- What the task asks
Reproduce the listing below line for line without alteration, leaving out the pictures.

Dataset rows
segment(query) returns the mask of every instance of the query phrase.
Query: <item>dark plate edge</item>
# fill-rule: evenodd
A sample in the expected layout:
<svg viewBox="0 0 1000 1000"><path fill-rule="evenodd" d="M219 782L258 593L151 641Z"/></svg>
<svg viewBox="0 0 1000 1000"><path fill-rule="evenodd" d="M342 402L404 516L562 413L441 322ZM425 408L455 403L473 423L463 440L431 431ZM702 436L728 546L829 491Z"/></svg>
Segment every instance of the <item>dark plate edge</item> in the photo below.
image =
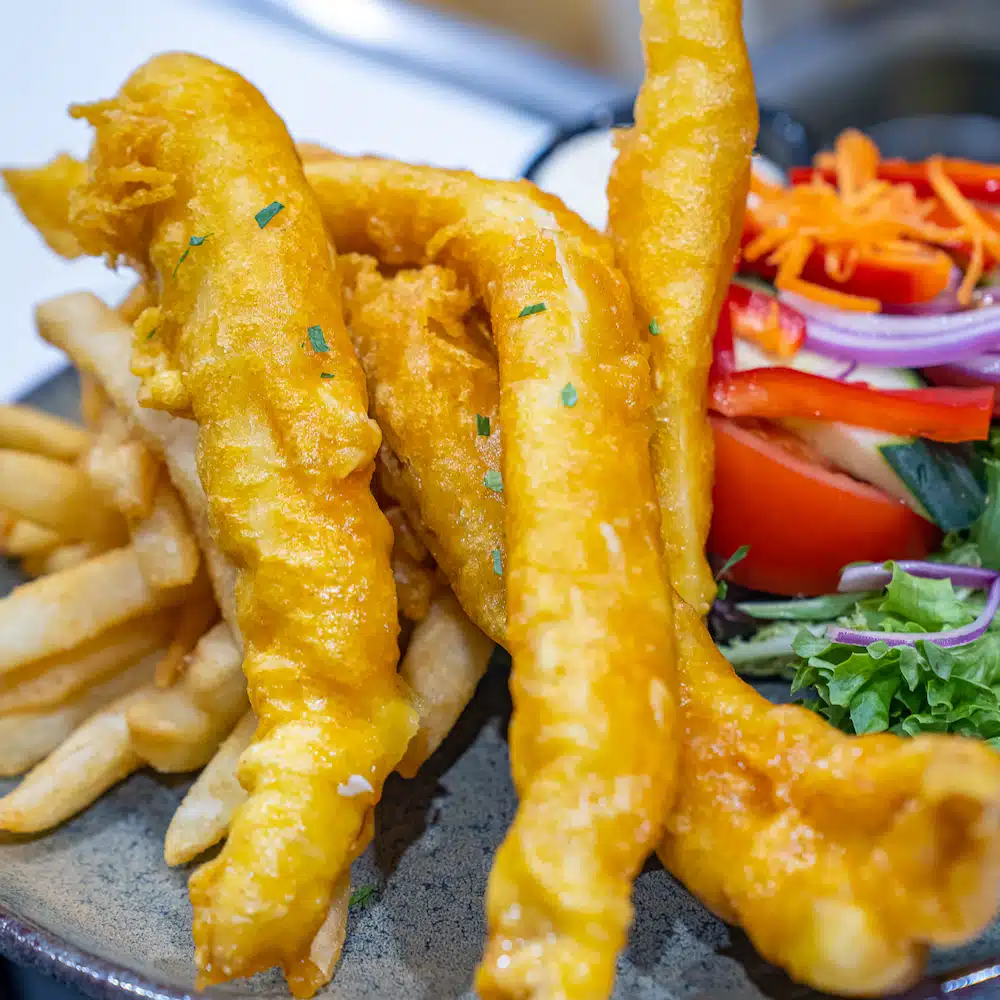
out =
<svg viewBox="0 0 1000 1000"><path fill-rule="evenodd" d="M203 993L178 993L131 969L73 947L57 934L16 917L0 904L0 955L72 986L94 1000L199 1000Z"/></svg>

- Full solution
segment(query) returns the mask of every instance of the query phrase.
Query: <item>dark plate edge</item>
# fill-rule: evenodd
A sample in the expected layout:
<svg viewBox="0 0 1000 1000"><path fill-rule="evenodd" d="M219 782L258 593L151 641Z"/></svg>
<svg viewBox="0 0 1000 1000"><path fill-rule="evenodd" d="M342 402L404 516L562 413L441 322ZM425 408L455 403L473 423L463 440L431 431ZM702 436L728 546L829 491Z"/></svg>
Segment every instance of the <item>dark plate edge</item> in the photo below.
image =
out =
<svg viewBox="0 0 1000 1000"><path fill-rule="evenodd" d="M203 993L178 993L131 969L73 947L57 934L16 917L0 904L0 955L72 986L94 1000L199 1000Z"/></svg>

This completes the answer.